Dataset entries
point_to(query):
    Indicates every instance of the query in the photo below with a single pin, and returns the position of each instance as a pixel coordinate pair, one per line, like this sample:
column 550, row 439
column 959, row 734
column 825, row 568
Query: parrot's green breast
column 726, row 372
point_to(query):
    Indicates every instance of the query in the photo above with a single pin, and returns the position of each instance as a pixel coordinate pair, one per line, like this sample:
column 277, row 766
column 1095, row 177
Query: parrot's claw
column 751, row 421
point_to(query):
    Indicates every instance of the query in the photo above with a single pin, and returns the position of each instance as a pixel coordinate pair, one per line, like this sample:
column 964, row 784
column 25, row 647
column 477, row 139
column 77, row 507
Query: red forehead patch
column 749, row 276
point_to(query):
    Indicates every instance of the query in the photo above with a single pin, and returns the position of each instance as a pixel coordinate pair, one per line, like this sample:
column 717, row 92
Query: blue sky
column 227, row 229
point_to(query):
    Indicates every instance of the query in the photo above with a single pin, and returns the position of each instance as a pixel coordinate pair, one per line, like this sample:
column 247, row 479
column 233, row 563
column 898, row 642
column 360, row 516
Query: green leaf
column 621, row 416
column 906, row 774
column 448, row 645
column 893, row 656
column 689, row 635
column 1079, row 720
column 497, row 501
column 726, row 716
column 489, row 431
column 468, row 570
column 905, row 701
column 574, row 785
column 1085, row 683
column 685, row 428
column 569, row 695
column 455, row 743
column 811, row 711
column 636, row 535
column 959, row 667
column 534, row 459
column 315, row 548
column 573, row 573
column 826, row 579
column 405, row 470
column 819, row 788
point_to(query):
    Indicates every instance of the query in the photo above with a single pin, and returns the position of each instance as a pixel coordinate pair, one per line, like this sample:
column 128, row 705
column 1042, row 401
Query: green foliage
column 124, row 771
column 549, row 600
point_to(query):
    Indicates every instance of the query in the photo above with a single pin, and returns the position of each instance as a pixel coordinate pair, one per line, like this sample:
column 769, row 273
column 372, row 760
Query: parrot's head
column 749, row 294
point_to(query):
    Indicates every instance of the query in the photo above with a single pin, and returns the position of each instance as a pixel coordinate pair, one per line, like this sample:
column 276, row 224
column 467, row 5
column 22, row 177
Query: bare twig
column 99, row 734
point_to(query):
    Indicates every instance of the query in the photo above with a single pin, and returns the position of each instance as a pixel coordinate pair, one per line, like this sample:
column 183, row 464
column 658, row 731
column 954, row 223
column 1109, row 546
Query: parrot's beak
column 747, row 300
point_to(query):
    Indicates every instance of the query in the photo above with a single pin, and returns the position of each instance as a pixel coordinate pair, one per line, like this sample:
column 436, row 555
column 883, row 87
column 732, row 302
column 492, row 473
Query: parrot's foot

Your objective:
Starting at the line with "column 436, row 555", copy each line through the end of the data, both ends included, and give nothing else.

Reply:
column 436, row 555
column 883, row 87
column 732, row 302
column 492, row 473
Query: parrot's foot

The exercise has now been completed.